:: Required actions ::
#1 In the researcher profiles, for which organization did Kate Oakley carry out her 2008 work on the careers of fine arts graduates?
#2 Based on the researcher profiles, explain what sparked Paul Long's long-term interest in creative work and what that interest covers.
#3 Please return, unchanged, the passage of the researcher profiles that starts at the words "My interest in" and stops after "strains of self-employment.".
=== Text excerpt ===
My work on cultural labour has largely been focused on the experiences of freelancers in the independent television industry in the UK. I have recently published findings from this research in various media-communications journals. More recently I have also been undertaking work on the relationship between the configuration of creative work and higher education. I am concerned with the persistent problem of unequal access to the cultural industries, related to broader questions around social justice in relation to creative sectors. I am also concerned how individuals manage their precarious working conditions and the relationship between cultural labour conditions and the symbolic content produced.

 

Paul Long, Birmingham City University

paul.long@bcu.ac.uk

 

I had a previous life working in the music industries that was one spark for a long-term interest in the specific qualities of creative work and the part played by workers in local place-making and cultural life. Having worked in The Birmingham School of Media for over a decade, I have an interest in the relationship between vocational education and media careers, particularly for the individuals from the kind of communities and backgrounds I’ve been teaching and balancing a critique of creative work with an acknowledgement of its attractions. Work in knowledge exchange programmes has afforded me a chance to develop relationships with local cultural workers and lately an involvement in a study of cultural intermediation and the connection of ‘hard-to-reach’ communities with the creative economy. Most recently I’ve been exploring the working lives of film producers, their roles, experiences and future prospects in the post-New Labour policy landscape.

 

Melissa Nisbett, University of Leeds

m.nisbett@leeds.ac.uk

 

My interests focus on cultural policy and arts management. I am just beginning to look specifically at cultural work as a strand of my research, drawing upon my professional experience as an arts administrator. At present, I am writing an article on cultural leadership (co-authored with Ben Walmsley, University of Leeds). This paper explores the role, significance and impact of charisma, and its relationship to ethics and morality in arts management. This follows on from previous research on cultural elites, where I have argued that specific senior figures in the arts have the power to influence and determine cultural policy. I am also currently working on a paper on gender inequality in the creative industries (co-authored with Kate Oakley), which examines the inconsistencies between cultural policy documents and rhetoric, and the working reality of women within cultural professions.

 

Kate Oakley, University of Leeds

k.oakley@leeds.ac.uk

 

My interest in cultural work springs from two sources; an interest in self-employed cultural workers or entrepreneurs, and an interest in questions of equality and representation within cultural labour markets. I began writing about cultural entrepreneurs in the late 1990s and have returned to this topic to look at the careers of fine arts graduates over several decades in work I carried out for NESTA in 2008. I’m also interested in the policy regime which governs cultural work and the assumptions behind it. My writings on this topic include: working in festivals; New Labour’s policy on the cultural workforce; the links between higher education and cultural work and the conflicts and strains of self-employment.
=== Given entries ===
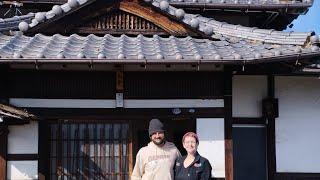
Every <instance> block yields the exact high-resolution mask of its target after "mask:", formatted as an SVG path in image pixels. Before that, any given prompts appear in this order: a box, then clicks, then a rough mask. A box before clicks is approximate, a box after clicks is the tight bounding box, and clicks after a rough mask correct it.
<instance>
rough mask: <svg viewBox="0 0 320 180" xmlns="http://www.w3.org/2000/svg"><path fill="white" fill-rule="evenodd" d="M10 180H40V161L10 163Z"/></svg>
mask: <svg viewBox="0 0 320 180" xmlns="http://www.w3.org/2000/svg"><path fill="white" fill-rule="evenodd" d="M7 163H8V164H7V168H8V169H7V176H8V179H9V180H28V179H38V161H8V162H7Z"/></svg>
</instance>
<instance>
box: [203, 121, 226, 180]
mask: <svg viewBox="0 0 320 180" xmlns="http://www.w3.org/2000/svg"><path fill="white" fill-rule="evenodd" d="M197 134H198V136H199V147H198V152H199V154H200V155H202V156H203V157H205V158H207V159H208V160H209V162H210V164H211V166H212V168H213V169H212V175H213V177H225V145H224V119H223V118H198V119H197Z"/></svg>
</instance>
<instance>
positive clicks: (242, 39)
mask: <svg viewBox="0 0 320 180" xmlns="http://www.w3.org/2000/svg"><path fill="white" fill-rule="evenodd" d="M94 1H95V0H69V1H68V3H65V4H63V5H61V6H59V5H55V6H53V8H52V10H50V11H48V12H39V13H36V14H35V16H34V19H32V22H31V23H29V24H28V23H27V22H21V23H20V24H19V29H20V30H22V31H28V30H30V29H29V28H34V27H36V26H37V25H39V24H41V23H44V22H49V23H52V24H54V20H57V19H59V18H62V17H63V16H65V15H66V14H69V13H72V12H73V11H77V10H79V9H80V8H82V7H84V6H86V5H87V4H90V3H92V2H94ZM145 2H146V3H147V4H149V5H150V6H152V7H153V8H155V9H156V10H158V11H159V12H162V13H163V14H164V15H166V16H170V17H171V18H173V20H176V21H179V22H181V23H183V24H184V25H185V26H187V27H189V28H190V29H193V30H194V31H196V32H198V33H199V34H201V35H203V37H210V38H202V39H196V38H192V37H185V38H177V37H173V36H171V37H169V38H163V37H159V36H157V35H155V36H153V37H145V36H142V35H138V36H136V37H128V36H126V35H122V36H121V37H115V36H112V35H105V36H104V37H98V36H95V35H92V34H91V35H89V36H85V37H82V36H79V35H71V36H62V35H59V34H55V35H53V36H45V35H41V34H36V35H34V36H31V37H29V36H25V35H22V34H17V35H15V36H7V35H3V34H0V56H1V59H0V63H8V62H32V61H37V62H41V61H43V62H58V63H59V62H64V61H70V62H80V63H81V62H87V61H96V62H117V63H118V62H120V63H131V62H149V63H166V62H178V63H193V62H202V63H217V62H219V63H259V62H273V61H281V60H288V59H290V60H297V59H301V58H311V57H314V56H317V57H319V55H320V50H319V47H318V45H317V43H319V37H318V36H316V35H314V33H312V32H307V33H296V32H282V31H275V30H265V29H259V28H248V27H244V26H240V25H231V24H228V23H224V22H219V21H216V20H214V19H212V18H206V17H203V16H201V15H195V14H188V13H185V12H184V10H183V9H178V8H175V7H173V6H171V5H169V3H168V2H167V1H161V0H145Z"/></svg>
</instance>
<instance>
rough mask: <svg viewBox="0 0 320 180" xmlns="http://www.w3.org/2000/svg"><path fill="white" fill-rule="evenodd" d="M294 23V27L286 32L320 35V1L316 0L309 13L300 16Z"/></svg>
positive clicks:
===
:: Written answers ::
#1 NESTA.

#2 Paul Long's previous life working in the music industries was one spark for his interest. That interest covers the specific qualities of creative work and the part workers play in local place-making and cultural life.

#3
My interest in cultural work springs from two sources; an interest in self-employed cultural workers or entrepreneurs, and an interest in questions of equality and representation within cultural labour markets. I began writing about cultural entrepreneurs in the late 1990s and have returned to this topic to look at the careers of fine arts graduates over several decades in work I carried out for NESTA in 2008. I’m also interested in the policy regime which governs cultural work and the assumptions behind it. My writings on this topic include: working in festivals; New Labour’s policy on the cultural workforce; the links between higher education and cultural work and the conflicts and strains of self-employment.